[Exercise requirements]: Copy out all of the material exactly.

<<<<

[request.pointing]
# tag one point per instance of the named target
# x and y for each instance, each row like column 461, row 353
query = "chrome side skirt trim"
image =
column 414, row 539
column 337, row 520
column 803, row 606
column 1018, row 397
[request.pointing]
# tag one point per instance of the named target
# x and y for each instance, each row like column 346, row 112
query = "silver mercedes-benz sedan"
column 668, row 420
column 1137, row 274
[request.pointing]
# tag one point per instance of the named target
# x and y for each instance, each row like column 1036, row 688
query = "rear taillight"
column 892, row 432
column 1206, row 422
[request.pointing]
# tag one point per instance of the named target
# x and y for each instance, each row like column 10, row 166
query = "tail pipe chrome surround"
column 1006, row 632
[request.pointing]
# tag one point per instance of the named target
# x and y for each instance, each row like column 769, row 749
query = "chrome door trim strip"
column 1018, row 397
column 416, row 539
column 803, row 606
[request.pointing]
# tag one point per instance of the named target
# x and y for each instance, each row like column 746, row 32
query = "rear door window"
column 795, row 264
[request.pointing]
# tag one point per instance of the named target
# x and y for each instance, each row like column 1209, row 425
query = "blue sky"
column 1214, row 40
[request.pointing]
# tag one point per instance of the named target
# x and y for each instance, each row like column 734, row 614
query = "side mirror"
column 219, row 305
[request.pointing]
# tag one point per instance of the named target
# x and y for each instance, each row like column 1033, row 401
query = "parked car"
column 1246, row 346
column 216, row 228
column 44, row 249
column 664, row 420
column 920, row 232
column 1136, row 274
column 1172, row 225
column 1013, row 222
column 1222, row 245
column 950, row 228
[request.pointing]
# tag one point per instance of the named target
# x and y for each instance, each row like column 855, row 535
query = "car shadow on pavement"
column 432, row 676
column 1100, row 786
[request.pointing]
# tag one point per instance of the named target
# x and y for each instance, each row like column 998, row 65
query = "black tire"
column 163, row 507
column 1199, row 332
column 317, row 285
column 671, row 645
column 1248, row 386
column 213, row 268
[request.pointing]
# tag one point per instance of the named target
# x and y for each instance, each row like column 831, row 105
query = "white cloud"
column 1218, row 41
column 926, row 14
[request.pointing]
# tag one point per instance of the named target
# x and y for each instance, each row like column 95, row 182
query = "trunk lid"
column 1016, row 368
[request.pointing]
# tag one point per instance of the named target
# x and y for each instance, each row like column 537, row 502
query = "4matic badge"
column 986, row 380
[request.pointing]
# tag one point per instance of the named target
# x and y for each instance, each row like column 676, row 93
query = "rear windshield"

>>>>

[Response to this task]:
[request.pointing]
# tag one point per instance of the named target
# x and y for each instance, each row like column 461, row 353
query = "chrome side skirt trim"
image =
column 414, row 539
column 337, row 520
column 803, row 606
column 1018, row 397
[request.pointing]
# tag one point per instance of the named target
# x and y for each instance, each row like column 346, row 112
query = "silver mercedes-benz sedan"
column 668, row 420
column 1137, row 274
[request.pointing]
# tag one point per instance of the named target
# x and y for each instance, each row like column 1036, row 688
query = "rear taillight"
column 892, row 432
column 1206, row 422
[request.pointing]
# tag one point per instance of the named target
# x and y for each instance, each row like column 10, row 166
query = "tail pipe chrome surround"
column 1006, row 632
[request.pointing]
# tag one point per instance of the named target
# x and y for each instance, each row like column 769, row 749
query = "chrome door trim strip"
column 1018, row 397
column 416, row 539
column 803, row 606
[request.pointing]
# tag one point per instance of the named target
# x and y for each instance, each row like column 746, row 32
query = "rear door window"
column 795, row 264
[request.pointing]
# tag one point per instance of the named target
# x and y for each instance, each row like column 1209, row 425
query = "blue sky"
column 1214, row 40
[request.pointing]
# tag one point per instance of the named target
# x and y for each instance, each row like column 734, row 614
query = "side mirror"
column 219, row 305
[request.pointing]
# tag one point per instance of the named target
# x and y for each instance, each row like column 1033, row 401
query = "parked car"
column 1246, row 346
column 216, row 228
column 44, row 249
column 664, row 420
column 920, row 232
column 1136, row 274
column 1172, row 225
column 1013, row 222
column 1222, row 245
column 950, row 228
[request.pointing]
# tag one point per instance of the named target
# x and y for each instance, each row like column 855, row 535
query = "car shadow on pavement"
column 432, row 676
column 1100, row 786
[request.pointing]
# tag one point per instance of the named target
# x and y for each instance, each row like column 998, row 65
query = "black tire"
column 163, row 507
column 1199, row 332
column 317, row 285
column 671, row 645
column 1248, row 386
column 213, row 268
[request.pointing]
# tag one point per instance of the named target
# x and y for each instance, each row like column 831, row 105
query = "white cloud"
column 1218, row 41
column 926, row 14
[request.pointing]
# tag one point per instance of the named target
# x and y for each instance, each row like column 95, row 182
query = "trunk lid"
column 1016, row 368
[request.pointing]
# tag one point per instance of the named target
# x and y for each instance, each row like column 537, row 502
query = "4matic badge"
column 986, row 380
[request.pointing]
# tag one point per instance of the named target
# x and y for each instance, each row like column 676, row 93
query = "rear windshield"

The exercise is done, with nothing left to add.